• **Problem requirements**: Rename "pattern" to "design" in the lines between the one holding "Annotation guideline — the target class is inlaid" and the one holding "0;443;960;600", inclusive. Write out only those lines, leaving everything else unchanged.

• **Dataset extract**:
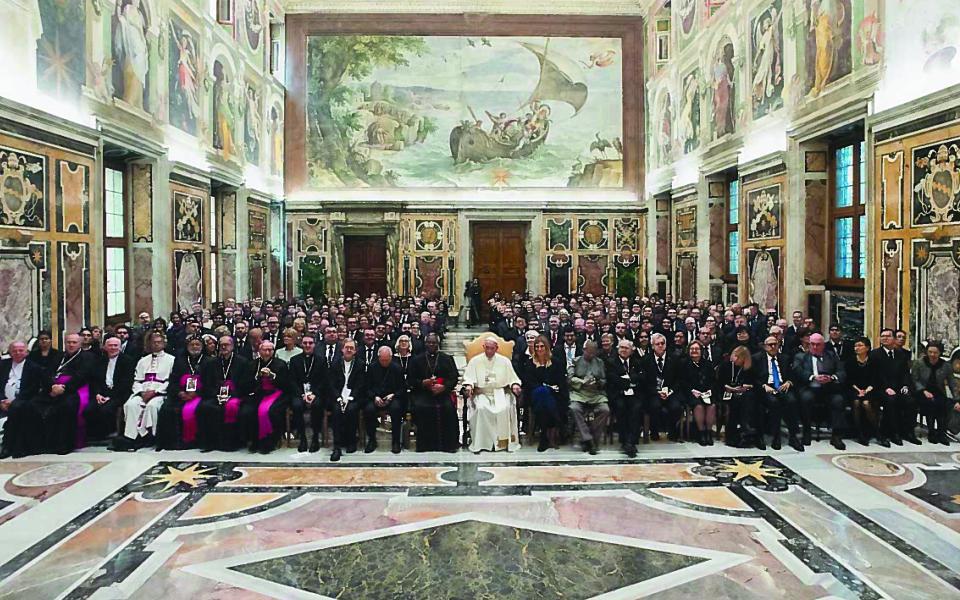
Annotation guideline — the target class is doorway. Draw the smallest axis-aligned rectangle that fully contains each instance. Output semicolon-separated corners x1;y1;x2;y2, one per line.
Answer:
343;235;387;298
470;222;528;314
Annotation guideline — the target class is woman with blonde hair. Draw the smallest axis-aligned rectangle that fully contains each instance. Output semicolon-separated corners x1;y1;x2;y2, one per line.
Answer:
520;335;570;452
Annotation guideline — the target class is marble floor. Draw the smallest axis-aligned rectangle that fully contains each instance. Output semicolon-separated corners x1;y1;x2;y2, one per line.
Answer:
0;442;960;600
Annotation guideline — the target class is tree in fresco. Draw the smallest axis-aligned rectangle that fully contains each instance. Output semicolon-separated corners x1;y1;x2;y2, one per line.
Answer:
307;35;427;187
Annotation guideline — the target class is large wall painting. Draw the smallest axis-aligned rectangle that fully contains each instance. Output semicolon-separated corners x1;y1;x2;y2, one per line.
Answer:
36;0;87;99
750;0;784;119
805;0;853;98
305;35;623;188
167;18;205;135
913;139;960;226
747;183;783;241
112;0;150;110
710;36;737;139
0;148;47;229
747;248;780;313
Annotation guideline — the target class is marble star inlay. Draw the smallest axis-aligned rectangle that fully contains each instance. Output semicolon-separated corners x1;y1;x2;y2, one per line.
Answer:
185;513;748;600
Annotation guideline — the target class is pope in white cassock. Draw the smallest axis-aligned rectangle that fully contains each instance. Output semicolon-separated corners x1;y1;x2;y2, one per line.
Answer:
463;338;520;452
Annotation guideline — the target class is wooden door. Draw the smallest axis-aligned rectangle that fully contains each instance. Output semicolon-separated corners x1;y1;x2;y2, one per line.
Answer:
471;222;527;309
343;235;387;298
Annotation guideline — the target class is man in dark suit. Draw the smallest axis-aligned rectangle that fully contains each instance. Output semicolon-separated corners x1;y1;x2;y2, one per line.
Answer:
84;337;139;440
407;334;460;452
870;328;920;446
748;335;803;452
326;340;364;462
0;342;43;458
644;333;681;441
607;340;654;458
361;346;407;454
793;333;847;450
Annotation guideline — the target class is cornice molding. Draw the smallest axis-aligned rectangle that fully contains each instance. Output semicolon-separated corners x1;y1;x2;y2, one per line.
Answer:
283;0;650;16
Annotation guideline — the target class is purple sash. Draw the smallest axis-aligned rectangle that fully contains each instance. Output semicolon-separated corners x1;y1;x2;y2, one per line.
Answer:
180;374;201;444
257;377;283;440
53;375;90;450
223;379;240;425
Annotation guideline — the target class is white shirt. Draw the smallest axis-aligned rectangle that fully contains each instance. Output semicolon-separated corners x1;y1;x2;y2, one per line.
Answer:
3;360;27;400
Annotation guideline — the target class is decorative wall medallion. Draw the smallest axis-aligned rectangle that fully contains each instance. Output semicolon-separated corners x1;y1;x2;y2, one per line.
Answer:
416;221;443;252
913;140;960;226
0;148;47;229
173;192;203;244
747;183;781;240
579;219;610;250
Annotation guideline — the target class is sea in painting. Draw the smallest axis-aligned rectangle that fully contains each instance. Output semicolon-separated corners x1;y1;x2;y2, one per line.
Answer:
306;35;623;188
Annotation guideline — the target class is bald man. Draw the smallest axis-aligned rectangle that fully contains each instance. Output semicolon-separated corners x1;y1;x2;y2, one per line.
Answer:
240;340;296;454
33;333;96;454
0;342;43;458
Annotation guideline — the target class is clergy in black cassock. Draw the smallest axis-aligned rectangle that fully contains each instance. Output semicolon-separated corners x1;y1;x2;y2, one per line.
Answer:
408;333;460;452
197;335;253;451
240;341;294;454
157;336;210;450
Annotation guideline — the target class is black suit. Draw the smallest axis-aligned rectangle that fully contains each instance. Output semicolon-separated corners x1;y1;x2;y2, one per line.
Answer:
747;352;800;440
0;358;44;457
290;346;326;441
84;352;139;440
361;360;407;446
870;348;917;439
793;352;847;442
607;355;655;446
407;352;460;452
327;354;367;452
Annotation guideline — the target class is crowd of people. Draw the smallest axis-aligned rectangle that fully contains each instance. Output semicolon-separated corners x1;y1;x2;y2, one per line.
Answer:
0;288;960;461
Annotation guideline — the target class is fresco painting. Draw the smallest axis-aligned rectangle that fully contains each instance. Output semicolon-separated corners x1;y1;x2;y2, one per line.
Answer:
750;0;784;119
805;0;853;98
306;35;623;188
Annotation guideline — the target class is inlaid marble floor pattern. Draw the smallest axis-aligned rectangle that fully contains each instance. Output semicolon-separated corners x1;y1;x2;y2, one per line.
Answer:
0;443;960;600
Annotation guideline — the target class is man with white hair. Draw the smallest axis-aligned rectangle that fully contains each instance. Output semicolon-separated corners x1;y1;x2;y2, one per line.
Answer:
463;337;521;453
113;331;173;451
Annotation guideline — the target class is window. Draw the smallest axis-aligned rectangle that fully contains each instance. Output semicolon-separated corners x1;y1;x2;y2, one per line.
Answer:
830;142;867;285
103;166;127;322
726;179;740;278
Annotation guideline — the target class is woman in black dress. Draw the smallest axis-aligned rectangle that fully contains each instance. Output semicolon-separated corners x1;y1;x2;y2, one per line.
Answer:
846;337;890;448
520;336;570;452
680;341;717;446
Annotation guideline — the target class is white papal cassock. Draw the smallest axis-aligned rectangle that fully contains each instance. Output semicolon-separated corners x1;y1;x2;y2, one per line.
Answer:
463;354;520;452
123;352;173;440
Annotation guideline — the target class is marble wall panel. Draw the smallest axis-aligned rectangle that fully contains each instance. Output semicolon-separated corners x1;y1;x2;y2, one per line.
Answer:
130;164;153;243
804;179;829;285
132;247;153;315
578;256;608;296
57;242;90;333
56;160;90;233
0;249;40;352
220;192;237;250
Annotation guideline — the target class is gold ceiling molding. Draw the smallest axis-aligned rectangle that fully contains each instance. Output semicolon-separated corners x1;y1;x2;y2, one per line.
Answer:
283;0;650;16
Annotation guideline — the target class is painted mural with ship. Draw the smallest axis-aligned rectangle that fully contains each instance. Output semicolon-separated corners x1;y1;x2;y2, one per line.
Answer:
306;35;623;188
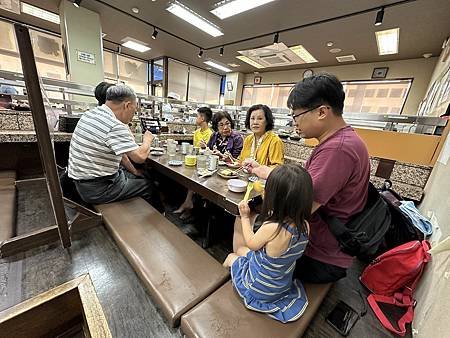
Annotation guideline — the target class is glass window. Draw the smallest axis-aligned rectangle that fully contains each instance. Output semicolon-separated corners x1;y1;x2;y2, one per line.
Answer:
30;30;67;80
103;50;118;82
187;67;206;102
167;59;189;101
342;79;412;114
242;83;295;108
0;21;22;73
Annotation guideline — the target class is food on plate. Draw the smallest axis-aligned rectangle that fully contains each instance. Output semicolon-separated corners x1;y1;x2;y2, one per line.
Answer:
219;169;236;176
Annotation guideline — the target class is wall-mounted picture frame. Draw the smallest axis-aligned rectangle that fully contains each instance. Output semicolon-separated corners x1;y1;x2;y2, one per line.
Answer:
372;67;389;79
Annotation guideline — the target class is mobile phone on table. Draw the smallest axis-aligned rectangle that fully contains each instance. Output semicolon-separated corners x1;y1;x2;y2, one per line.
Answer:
326;301;359;337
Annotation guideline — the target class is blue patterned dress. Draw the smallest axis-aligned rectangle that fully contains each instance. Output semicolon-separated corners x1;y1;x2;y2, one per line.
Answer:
231;224;308;323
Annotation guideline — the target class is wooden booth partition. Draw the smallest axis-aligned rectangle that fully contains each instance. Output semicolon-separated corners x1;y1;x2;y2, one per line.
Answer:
0;274;111;338
305;125;442;167
355;128;441;167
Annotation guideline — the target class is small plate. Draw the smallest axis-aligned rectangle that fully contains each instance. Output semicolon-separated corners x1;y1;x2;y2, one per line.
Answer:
226;163;241;169
167;160;183;167
248;175;258;183
217;169;238;179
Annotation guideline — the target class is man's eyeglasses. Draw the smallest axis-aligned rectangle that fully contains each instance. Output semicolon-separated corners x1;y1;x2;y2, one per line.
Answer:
292;104;322;120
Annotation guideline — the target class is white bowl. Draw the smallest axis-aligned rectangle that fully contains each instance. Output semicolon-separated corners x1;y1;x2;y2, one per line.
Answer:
227;179;247;192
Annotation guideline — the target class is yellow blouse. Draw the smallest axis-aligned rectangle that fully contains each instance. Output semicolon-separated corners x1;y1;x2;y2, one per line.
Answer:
239;130;284;167
193;128;213;147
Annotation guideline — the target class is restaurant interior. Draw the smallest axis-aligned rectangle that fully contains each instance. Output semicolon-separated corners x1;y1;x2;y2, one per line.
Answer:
0;0;450;338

• **Answer to the problem**:
Annotation guideline — the target class is inlaid marble floor design. Draw the smallest axis-aligned rectangle that fully contains each instance. Output semicolon-separated corners x1;y1;x2;y2, one per line.
Answer:
0;443;960;600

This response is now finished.